#### SHORT EXERCISE
Render the data below as a JSON list of strings, one string per line, and leave out any blank lines.
┌─ EXCERPTED RECORDS
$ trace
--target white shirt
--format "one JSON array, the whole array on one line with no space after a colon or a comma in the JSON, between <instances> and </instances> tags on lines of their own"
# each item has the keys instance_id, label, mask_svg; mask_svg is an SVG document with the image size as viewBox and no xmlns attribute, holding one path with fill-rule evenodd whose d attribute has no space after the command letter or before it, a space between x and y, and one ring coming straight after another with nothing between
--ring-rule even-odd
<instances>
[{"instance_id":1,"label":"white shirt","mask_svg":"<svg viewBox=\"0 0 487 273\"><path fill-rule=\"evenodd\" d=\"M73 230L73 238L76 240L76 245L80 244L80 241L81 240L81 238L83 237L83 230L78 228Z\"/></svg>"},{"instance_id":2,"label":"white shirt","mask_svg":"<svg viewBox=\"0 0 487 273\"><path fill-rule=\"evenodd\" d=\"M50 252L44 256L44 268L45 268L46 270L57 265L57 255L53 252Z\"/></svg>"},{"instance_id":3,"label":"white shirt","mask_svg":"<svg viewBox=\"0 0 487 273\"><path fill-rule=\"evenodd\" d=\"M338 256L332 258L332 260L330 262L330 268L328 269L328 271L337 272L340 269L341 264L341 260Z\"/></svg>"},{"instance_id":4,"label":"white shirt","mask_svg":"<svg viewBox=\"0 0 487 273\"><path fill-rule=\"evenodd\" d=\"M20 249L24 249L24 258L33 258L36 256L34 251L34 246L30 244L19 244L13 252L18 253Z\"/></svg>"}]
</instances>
└─
#### RESPONSE TO THE TASK
[
  "$ trace",
  "--target white shirt",
  "--format \"one JSON array, the whole array on one line with no space after a colon or a comma in the JSON, between <instances> and </instances> tags on lines of their own\"",
  "# each item has the keys instance_id, label, mask_svg; mask_svg is an SVG document with the image size as viewBox and no xmlns attribute, holding one path with fill-rule evenodd whose d attribute has no space after the command letter or before it, a space between x and y, and one ring coming straight after another with nothing between",
  "--ring-rule even-odd",
  "<instances>",
  "[{\"instance_id\":1,\"label\":\"white shirt\",\"mask_svg\":\"<svg viewBox=\\\"0 0 487 273\\\"><path fill-rule=\\\"evenodd\\\" d=\\\"M73 230L73 238L76 240L76 245L80 244L80 241L81 240L81 238L83 237L83 230L78 228Z\\\"/></svg>\"},{\"instance_id\":2,\"label\":\"white shirt\",\"mask_svg\":\"<svg viewBox=\\\"0 0 487 273\\\"><path fill-rule=\\\"evenodd\\\" d=\\\"M50 252L44 256L44 268L45 268L46 270L57 265L57 255L53 252Z\\\"/></svg>\"},{\"instance_id\":3,\"label\":\"white shirt\",\"mask_svg\":\"<svg viewBox=\\\"0 0 487 273\\\"><path fill-rule=\\\"evenodd\\\" d=\\\"M338 256L332 258L332 260L330 262L330 268L328 269L328 271L337 272L340 269L341 264L341 260Z\\\"/></svg>\"},{\"instance_id\":4,\"label\":\"white shirt\",\"mask_svg\":\"<svg viewBox=\\\"0 0 487 273\\\"><path fill-rule=\\\"evenodd\\\" d=\\\"M20 249L24 249L24 258L33 258L36 256L34 251L34 246L30 244L19 244L13 252L18 253Z\\\"/></svg>\"}]",
  "</instances>"
]